→ Kaynak:
#####

21.yy’a girildiğinde medeniyetin bize sağladığı konfor arttıkça artan para ihtiyacı yanında profesyonelliğin tanımı da değişiyordu. İnsanlar artık daha çok paraya ihtiyaç duyarken paraya ulaşmak yavaş yavaş etik değerlerden sıyrılmaya başlıyordu.


İdealizm bir kenara bırakılırken, avukatlıkta çok da başarılı olamayacağını düşünenler hakim oluyor, işletme okuyanlar polis oluyor, insanlar askere gittiklerinde sonrasında daha iyi maaşlı bir iş bulamayacakların düşündükleri için tezkere bırakıyor ve sırf puanları tuttuğu için pragmatizm dışında bir ideoloji gütmeden tıp fakültesine gidiyorlardı. Kimsenin derdi bir yerden sonra idealleri veya etik değildi; doktor olan insanlara yardım etmek için değil, toplumun geri kalanından çok para kazanmak için doktor oluyordu, hakim de, polis de, asker de, memleket için canını ortaya koyarak çalışan insan kavramı yavaş yavaş ortadan kalkarken siyaset de bir “hamili kart yakinimdir” ve “ihale müessesesine” dönüyordu.

#####

→ Verilen Bilgiler:
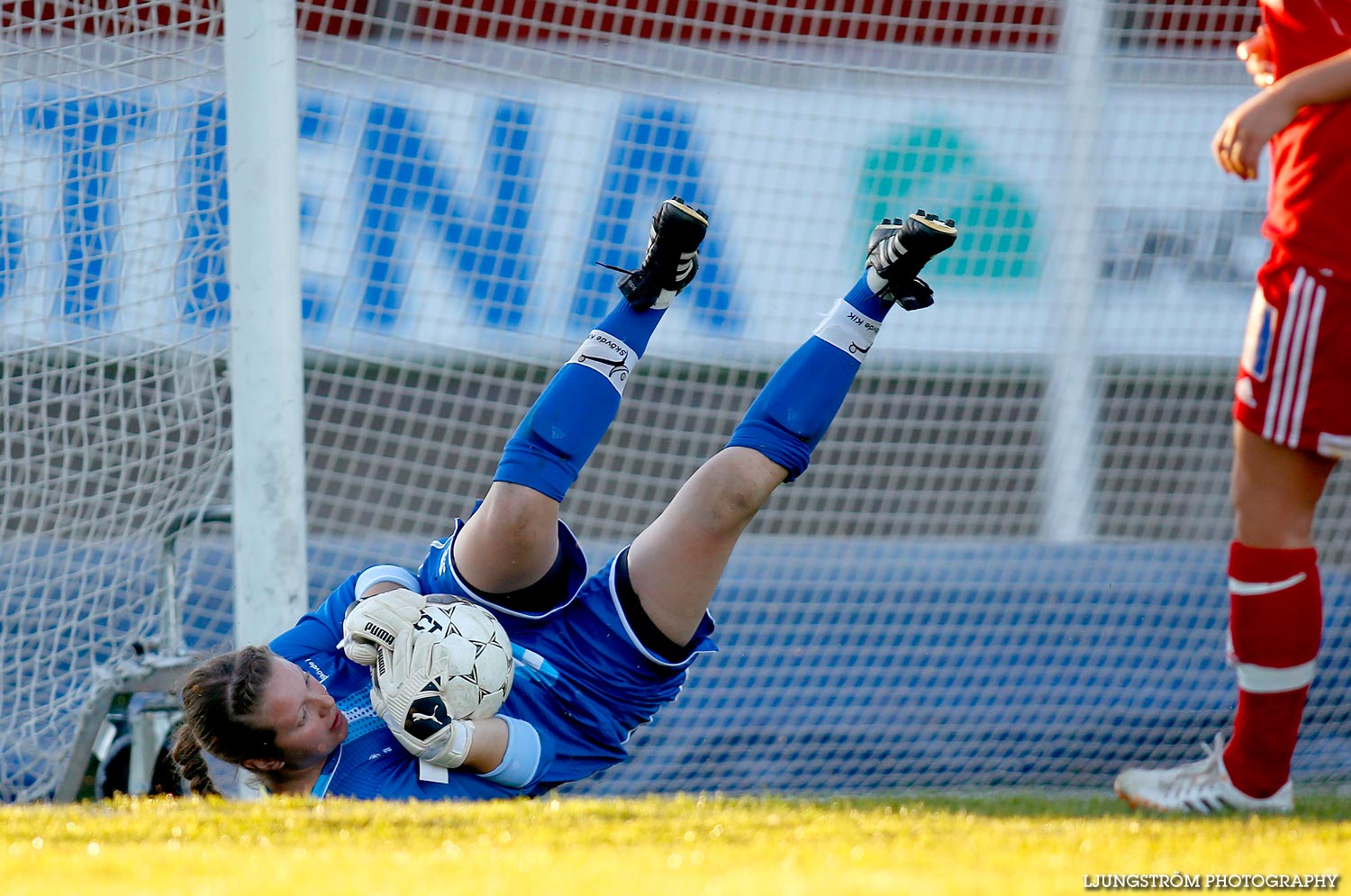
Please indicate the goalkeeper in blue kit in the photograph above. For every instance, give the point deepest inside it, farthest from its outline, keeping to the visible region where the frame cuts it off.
(594, 657)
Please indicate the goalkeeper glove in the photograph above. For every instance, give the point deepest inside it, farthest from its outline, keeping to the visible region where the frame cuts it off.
(405, 692)
(375, 622)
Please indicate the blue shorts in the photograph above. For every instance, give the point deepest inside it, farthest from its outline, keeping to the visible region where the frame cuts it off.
(584, 679)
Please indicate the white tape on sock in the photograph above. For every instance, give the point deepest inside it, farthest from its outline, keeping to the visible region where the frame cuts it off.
(607, 356)
(848, 330)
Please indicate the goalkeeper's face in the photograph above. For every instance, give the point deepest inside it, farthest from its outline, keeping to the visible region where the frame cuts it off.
(308, 723)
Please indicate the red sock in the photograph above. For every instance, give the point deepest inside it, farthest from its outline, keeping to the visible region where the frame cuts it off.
(1275, 622)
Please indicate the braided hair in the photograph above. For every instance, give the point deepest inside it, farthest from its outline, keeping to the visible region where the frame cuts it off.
(219, 696)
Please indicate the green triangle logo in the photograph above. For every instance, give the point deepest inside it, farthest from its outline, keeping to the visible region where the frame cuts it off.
(938, 169)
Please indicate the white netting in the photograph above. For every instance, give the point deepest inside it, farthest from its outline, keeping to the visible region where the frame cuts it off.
(1007, 561)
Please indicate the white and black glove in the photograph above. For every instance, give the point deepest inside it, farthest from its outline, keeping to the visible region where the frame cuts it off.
(375, 622)
(405, 692)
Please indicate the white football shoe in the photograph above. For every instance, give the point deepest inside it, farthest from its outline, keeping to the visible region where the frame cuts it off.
(1197, 787)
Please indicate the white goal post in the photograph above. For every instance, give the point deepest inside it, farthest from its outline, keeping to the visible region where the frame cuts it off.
(307, 275)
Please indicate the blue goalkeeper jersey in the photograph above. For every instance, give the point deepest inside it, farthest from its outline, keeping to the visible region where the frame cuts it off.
(581, 680)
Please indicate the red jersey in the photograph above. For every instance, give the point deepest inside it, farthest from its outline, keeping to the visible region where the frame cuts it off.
(1308, 211)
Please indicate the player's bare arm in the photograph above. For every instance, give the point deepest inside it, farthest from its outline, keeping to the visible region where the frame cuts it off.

#####

→ Görev A: Satırlar arasından "sock" dizesini içeren her satırı ayıkla ve aynen aktar.
→ Görev B: Meslek etiğiyle ilgili metnin son cümlesinden sonra gelecek kısmı yaz.
Meslek etiğiyle ilgili metin ile satırlar birbirinden ayrı iki malzemedir.

→ Görev Yanıtı A:
Please indicate the white tape on sock in the photograph above. For every instance, give the point deepest inside it, farthest from its outline, keeping to the visible region where the frame cuts it off.
Please indicate the red sock in the photograph above. For every instance, give the point deepest inside it, farthest from its outline, keeping to the visible region where the frame cuts it off.

→ Görev Yanıtı B:
Hatta öyle bir dönülmüştü ki bu hale; fetö ile mücadelenin en başında insanların referanslarına bakarak onları tutukladılar. Bu tutuklamalar devletin önemli birimlerinde gerçekleşti; birisi polis olurken kim referans olmuş, hakim olurken kim referans olmuş hepsi bilinen şeylermiş, yani devlet torpilin kaydını tutmuş ve bu yolla terör örgütüne operasyon yapılabildi.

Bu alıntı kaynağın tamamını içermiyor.